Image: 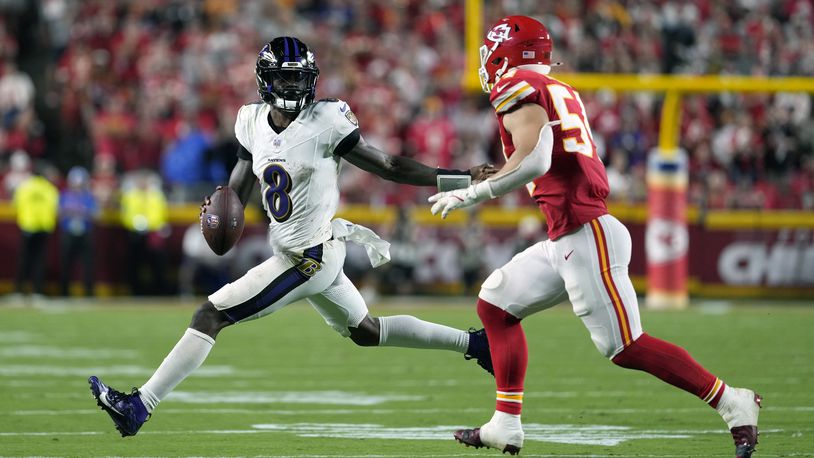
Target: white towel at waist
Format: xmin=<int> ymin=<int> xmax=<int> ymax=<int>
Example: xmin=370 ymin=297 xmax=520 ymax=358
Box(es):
xmin=331 ymin=218 xmax=390 ymax=267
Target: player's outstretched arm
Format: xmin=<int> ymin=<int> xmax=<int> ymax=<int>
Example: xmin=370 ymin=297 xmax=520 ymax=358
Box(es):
xmin=342 ymin=138 xmax=494 ymax=186
xmin=429 ymin=104 xmax=560 ymax=218
xmin=229 ymin=159 xmax=257 ymax=207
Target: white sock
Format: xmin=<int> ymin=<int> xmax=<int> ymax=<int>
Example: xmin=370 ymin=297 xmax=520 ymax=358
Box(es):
xmin=379 ymin=315 xmax=469 ymax=353
xmin=716 ymin=386 xmax=760 ymax=429
xmin=139 ymin=328 xmax=215 ymax=412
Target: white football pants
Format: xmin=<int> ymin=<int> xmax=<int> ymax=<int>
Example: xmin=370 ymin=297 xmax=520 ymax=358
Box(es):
xmin=479 ymin=215 xmax=642 ymax=358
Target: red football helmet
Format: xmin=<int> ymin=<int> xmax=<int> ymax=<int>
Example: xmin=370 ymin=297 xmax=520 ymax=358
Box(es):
xmin=478 ymin=16 xmax=554 ymax=92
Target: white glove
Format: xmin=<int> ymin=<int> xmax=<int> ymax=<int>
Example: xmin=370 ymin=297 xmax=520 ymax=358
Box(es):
xmin=427 ymin=181 xmax=494 ymax=218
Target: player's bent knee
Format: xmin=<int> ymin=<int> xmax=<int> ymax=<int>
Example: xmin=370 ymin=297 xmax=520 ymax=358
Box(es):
xmin=189 ymin=301 xmax=232 ymax=339
xmin=348 ymin=315 xmax=380 ymax=347
xmin=588 ymin=326 xmax=622 ymax=359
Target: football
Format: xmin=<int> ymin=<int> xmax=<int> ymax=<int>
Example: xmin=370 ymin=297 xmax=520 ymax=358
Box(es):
xmin=201 ymin=186 xmax=244 ymax=256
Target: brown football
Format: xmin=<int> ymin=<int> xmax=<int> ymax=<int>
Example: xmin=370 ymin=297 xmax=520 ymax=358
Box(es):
xmin=201 ymin=186 xmax=243 ymax=256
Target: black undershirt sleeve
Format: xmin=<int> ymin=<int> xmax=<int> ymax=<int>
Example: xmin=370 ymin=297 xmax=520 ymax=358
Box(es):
xmin=334 ymin=129 xmax=361 ymax=157
xmin=237 ymin=144 xmax=252 ymax=161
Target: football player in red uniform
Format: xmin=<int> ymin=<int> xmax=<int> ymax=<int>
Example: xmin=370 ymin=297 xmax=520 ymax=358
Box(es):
xmin=430 ymin=16 xmax=761 ymax=457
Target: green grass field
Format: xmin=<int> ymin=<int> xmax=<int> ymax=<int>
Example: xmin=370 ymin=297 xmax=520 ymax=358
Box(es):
xmin=0 ymin=300 xmax=814 ymax=458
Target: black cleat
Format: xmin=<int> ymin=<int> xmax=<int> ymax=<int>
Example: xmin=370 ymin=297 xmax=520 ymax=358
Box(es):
xmin=464 ymin=328 xmax=495 ymax=376
xmin=88 ymin=376 xmax=150 ymax=437
xmin=730 ymin=425 xmax=758 ymax=458
xmin=452 ymin=428 xmax=520 ymax=455
xmin=729 ymin=391 xmax=763 ymax=458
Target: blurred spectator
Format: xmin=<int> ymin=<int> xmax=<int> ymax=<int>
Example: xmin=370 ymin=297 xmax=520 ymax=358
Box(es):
xmin=3 ymin=150 xmax=31 ymax=197
xmin=59 ymin=167 xmax=99 ymax=296
xmin=14 ymin=165 xmax=59 ymax=295
xmin=605 ymin=150 xmax=633 ymax=202
xmin=161 ymin=110 xmax=228 ymax=202
xmin=0 ymin=59 xmax=34 ymax=129
xmin=90 ymin=154 xmax=119 ymax=209
xmin=7 ymin=0 xmax=814 ymax=215
xmin=121 ymin=171 xmax=169 ymax=296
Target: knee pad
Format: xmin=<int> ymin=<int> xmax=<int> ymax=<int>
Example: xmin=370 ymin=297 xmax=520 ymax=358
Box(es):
xmin=478 ymin=298 xmax=520 ymax=326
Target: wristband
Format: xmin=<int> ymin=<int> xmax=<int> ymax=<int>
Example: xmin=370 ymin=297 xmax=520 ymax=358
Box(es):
xmin=435 ymin=167 xmax=472 ymax=176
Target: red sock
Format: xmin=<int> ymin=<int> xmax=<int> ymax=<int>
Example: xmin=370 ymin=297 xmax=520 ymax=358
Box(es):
xmin=612 ymin=330 xmax=726 ymax=407
xmin=478 ymin=299 xmax=529 ymax=415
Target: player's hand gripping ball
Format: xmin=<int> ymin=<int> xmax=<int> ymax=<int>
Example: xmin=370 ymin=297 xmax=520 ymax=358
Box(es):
xmin=199 ymin=186 xmax=244 ymax=256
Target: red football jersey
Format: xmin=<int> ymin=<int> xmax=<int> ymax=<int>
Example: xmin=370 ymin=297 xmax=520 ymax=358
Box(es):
xmin=489 ymin=69 xmax=609 ymax=240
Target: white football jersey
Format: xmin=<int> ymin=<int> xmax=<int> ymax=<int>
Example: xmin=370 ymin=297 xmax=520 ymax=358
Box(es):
xmin=235 ymin=99 xmax=359 ymax=252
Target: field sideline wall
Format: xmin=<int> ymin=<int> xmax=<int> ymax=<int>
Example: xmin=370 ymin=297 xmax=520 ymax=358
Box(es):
xmin=0 ymin=202 xmax=814 ymax=299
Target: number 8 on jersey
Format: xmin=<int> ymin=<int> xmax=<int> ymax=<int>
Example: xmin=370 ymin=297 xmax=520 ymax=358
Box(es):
xmin=263 ymin=163 xmax=294 ymax=223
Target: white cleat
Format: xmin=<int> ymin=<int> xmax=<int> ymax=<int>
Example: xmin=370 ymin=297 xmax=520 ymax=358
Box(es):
xmin=718 ymin=386 xmax=763 ymax=458
xmin=480 ymin=412 xmax=524 ymax=455
xmin=718 ymin=386 xmax=760 ymax=429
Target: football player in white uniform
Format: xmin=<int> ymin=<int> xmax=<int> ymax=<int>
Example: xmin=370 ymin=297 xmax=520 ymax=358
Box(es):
xmin=89 ymin=37 xmax=494 ymax=436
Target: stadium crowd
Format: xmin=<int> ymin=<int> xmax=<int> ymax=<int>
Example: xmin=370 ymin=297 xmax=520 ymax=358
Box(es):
xmin=0 ymin=0 xmax=814 ymax=208
xmin=0 ymin=0 xmax=814 ymax=296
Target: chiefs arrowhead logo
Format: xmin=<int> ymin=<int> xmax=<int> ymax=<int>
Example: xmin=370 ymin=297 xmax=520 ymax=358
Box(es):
xmin=486 ymin=24 xmax=512 ymax=43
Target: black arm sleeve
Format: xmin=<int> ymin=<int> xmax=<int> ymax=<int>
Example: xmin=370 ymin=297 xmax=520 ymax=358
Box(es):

» WRITTEN EXERCISE
Which lines in the listing above contain the word "field"? Collect each of them, treating uppercase and lowercase letters as different.

» FINAL RESULT
Target: green grass field
Target: field sideline wall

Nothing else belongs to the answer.